**AIM OF THE EXERCISE:** Reproduce without changes the part of the rows that opens with the line containing "Can you find the white airplane?" and closes with the line containing "pixel 127 177", including both of those lines.

**AVAILABLE DATA:**
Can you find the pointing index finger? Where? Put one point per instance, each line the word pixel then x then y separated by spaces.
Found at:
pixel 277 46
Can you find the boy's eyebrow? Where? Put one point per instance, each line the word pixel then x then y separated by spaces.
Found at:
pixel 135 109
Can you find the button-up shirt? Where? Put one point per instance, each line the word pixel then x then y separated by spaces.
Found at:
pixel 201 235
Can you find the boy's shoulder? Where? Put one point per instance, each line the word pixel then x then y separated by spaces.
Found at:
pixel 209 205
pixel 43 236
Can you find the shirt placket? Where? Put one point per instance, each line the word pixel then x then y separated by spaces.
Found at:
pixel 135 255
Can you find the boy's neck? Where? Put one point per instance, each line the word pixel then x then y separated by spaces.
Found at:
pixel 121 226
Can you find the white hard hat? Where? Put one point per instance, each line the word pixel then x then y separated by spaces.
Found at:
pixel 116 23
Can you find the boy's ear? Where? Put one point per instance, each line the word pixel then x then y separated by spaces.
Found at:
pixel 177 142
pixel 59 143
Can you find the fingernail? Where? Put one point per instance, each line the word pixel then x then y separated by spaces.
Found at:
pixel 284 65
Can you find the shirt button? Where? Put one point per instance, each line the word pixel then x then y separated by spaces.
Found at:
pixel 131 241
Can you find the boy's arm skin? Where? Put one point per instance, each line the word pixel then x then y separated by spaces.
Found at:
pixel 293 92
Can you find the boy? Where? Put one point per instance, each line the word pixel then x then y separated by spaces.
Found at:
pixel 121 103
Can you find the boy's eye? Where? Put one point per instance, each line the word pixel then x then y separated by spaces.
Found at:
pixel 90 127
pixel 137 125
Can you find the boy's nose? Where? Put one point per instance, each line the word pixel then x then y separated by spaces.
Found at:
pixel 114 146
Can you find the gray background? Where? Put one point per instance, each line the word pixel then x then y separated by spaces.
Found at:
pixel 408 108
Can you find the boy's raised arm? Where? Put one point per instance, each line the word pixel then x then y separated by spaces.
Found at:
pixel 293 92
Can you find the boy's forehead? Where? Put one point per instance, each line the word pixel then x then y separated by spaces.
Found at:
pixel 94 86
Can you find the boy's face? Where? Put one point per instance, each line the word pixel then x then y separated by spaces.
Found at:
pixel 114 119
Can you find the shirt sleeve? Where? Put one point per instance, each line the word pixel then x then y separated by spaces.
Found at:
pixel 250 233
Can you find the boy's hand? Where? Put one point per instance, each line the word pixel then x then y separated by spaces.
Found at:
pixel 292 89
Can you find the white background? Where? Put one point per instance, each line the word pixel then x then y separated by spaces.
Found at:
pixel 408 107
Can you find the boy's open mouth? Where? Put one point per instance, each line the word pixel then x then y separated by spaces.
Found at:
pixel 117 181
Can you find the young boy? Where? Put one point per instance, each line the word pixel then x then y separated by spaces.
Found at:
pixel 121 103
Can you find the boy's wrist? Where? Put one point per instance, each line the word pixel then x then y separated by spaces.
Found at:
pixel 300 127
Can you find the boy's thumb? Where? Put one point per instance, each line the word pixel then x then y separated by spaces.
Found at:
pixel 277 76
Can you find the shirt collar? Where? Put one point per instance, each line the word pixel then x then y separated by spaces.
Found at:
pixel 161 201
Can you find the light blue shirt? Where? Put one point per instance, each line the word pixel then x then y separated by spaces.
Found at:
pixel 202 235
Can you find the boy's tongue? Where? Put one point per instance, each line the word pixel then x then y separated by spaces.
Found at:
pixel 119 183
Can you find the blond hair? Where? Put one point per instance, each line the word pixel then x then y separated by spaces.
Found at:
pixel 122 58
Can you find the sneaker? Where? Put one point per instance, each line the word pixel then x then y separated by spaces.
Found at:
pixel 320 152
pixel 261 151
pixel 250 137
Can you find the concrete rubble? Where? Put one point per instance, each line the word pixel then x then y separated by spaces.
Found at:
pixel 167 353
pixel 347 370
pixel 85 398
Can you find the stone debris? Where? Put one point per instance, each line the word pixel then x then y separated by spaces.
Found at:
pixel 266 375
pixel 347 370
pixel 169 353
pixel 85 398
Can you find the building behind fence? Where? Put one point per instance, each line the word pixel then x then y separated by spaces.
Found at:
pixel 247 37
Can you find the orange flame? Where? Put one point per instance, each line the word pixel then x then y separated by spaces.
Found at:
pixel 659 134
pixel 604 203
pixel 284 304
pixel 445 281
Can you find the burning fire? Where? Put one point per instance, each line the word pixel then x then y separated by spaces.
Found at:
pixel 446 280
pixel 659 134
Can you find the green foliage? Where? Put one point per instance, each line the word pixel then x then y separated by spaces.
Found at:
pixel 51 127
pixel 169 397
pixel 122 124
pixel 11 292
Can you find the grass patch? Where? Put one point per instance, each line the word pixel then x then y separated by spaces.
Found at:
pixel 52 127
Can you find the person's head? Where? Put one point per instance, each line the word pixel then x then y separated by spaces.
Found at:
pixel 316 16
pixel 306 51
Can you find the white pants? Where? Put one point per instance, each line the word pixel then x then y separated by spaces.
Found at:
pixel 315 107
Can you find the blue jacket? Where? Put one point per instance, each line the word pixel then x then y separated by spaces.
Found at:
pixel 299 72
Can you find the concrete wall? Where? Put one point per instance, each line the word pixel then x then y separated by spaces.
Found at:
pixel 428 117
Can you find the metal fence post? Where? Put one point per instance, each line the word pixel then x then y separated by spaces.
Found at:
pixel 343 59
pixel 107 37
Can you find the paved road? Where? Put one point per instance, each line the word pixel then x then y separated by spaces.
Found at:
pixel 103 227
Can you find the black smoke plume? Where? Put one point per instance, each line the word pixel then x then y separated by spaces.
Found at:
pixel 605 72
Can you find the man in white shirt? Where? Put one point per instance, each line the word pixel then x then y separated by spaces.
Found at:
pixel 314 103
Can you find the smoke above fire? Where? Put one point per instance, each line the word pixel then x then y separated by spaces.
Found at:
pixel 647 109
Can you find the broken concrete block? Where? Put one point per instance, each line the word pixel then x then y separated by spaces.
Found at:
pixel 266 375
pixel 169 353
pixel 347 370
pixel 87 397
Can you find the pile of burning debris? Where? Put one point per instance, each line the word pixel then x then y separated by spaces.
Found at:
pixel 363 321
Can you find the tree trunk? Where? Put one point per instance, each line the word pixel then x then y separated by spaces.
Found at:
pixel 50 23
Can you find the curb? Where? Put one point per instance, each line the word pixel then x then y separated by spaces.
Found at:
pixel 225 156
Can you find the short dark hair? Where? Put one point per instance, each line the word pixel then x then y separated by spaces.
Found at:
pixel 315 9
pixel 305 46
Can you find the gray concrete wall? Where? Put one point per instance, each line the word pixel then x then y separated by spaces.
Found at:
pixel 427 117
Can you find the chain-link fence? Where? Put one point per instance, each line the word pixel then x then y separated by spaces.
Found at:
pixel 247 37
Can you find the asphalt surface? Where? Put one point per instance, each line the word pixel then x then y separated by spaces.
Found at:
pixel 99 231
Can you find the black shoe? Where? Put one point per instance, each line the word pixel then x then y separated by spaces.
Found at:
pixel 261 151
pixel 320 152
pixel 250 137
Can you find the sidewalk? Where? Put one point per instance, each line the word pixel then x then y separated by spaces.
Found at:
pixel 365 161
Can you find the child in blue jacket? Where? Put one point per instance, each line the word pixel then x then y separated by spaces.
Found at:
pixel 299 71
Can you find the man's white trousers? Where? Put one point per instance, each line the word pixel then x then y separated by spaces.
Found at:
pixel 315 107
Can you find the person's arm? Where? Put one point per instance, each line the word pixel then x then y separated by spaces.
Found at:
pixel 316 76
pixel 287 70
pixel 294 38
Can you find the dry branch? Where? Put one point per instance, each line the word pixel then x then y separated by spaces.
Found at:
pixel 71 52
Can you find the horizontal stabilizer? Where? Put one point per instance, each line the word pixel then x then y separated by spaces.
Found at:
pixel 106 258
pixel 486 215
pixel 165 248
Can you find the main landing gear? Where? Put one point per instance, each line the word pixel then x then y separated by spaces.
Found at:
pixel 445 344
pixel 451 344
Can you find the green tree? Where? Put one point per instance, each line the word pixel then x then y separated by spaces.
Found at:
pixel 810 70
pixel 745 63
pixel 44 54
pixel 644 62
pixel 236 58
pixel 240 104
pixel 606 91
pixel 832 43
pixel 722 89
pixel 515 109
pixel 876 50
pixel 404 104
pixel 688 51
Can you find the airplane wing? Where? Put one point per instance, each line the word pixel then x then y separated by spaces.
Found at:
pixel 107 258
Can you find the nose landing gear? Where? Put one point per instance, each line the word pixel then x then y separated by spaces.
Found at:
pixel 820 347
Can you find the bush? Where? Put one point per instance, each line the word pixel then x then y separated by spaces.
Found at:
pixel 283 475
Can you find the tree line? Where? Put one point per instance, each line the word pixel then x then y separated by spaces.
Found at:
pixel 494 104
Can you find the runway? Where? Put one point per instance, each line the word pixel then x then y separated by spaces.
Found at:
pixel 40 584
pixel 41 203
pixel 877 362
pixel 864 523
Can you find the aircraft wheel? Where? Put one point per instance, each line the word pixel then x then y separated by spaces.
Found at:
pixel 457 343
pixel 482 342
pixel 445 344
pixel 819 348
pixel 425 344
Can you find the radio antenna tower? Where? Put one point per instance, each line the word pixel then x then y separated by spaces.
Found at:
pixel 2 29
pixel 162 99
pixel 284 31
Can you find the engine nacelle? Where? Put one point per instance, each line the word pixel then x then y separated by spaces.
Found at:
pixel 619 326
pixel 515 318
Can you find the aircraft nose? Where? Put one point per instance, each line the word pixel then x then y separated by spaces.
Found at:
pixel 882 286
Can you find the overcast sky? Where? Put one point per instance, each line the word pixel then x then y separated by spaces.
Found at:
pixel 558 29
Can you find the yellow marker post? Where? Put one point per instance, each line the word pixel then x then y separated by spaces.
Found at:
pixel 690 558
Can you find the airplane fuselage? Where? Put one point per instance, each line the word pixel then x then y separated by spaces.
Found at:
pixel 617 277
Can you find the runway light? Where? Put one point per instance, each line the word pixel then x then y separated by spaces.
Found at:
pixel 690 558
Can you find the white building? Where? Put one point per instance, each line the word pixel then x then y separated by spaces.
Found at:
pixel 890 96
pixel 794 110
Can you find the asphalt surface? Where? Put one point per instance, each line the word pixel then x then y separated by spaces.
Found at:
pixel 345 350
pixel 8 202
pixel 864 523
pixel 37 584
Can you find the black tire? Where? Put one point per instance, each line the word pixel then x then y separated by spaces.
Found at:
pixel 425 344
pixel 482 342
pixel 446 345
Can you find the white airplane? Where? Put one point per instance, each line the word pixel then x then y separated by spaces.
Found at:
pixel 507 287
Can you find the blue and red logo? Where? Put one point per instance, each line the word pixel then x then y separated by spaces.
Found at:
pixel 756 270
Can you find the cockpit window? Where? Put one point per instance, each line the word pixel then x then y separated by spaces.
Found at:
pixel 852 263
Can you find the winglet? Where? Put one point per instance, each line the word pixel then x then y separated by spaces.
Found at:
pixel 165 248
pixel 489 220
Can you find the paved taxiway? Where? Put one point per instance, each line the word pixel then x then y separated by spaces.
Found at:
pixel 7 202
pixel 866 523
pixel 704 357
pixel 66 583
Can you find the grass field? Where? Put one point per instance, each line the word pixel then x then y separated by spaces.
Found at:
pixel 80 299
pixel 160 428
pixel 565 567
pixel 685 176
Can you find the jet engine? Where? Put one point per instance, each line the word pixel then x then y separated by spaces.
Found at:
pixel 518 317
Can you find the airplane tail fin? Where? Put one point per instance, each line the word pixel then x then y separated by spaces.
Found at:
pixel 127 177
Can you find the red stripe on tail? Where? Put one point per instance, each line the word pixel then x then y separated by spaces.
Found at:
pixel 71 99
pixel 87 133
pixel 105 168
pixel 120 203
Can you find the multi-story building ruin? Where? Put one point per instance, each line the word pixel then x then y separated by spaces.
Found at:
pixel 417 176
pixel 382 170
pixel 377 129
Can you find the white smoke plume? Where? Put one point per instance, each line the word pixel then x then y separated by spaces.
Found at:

**ANSWER FOR THIS EXERCISE:**
Can you find the white airplane? Where? Put one point per instance, each line the word pixel then x then y separated by spaces.
Found at:
pixel 507 287
Can you find the blue and red logo? Where? Put one point per instance, each line the word pixel then x then y separated by spaces.
Found at:
pixel 756 270
Can you find the cockpit window? Where? Put one point per instance, each line the word pixel then x then y separated by spaces.
Found at:
pixel 852 263
Can you find the winglet? Where? Put one point per instance, each line the word pixel then x then y separated by spaces.
Found at:
pixel 165 248
pixel 489 220
Can you find the paved taxiway? Where? Put one point per instance, each line the word pixel then x then y separated by spaces.
Found at:
pixel 7 202
pixel 866 523
pixel 704 357
pixel 66 583
Can you find the grass field? Where? Put one point per instance, each line the word pixel then x then y separated by spaces.
Found at:
pixel 80 299
pixel 160 428
pixel 565 567
pixel 685 176
Can you find the jet engine? Where? Put one point per instance, each line the word pixel then x then y separated by spaces.
Found at:
pixel 518 317
Can you find the airplane tail fin? Where? Put one point per instance, each line the word pixel then x then y separated by spaces.
Found at:
pixel 127 177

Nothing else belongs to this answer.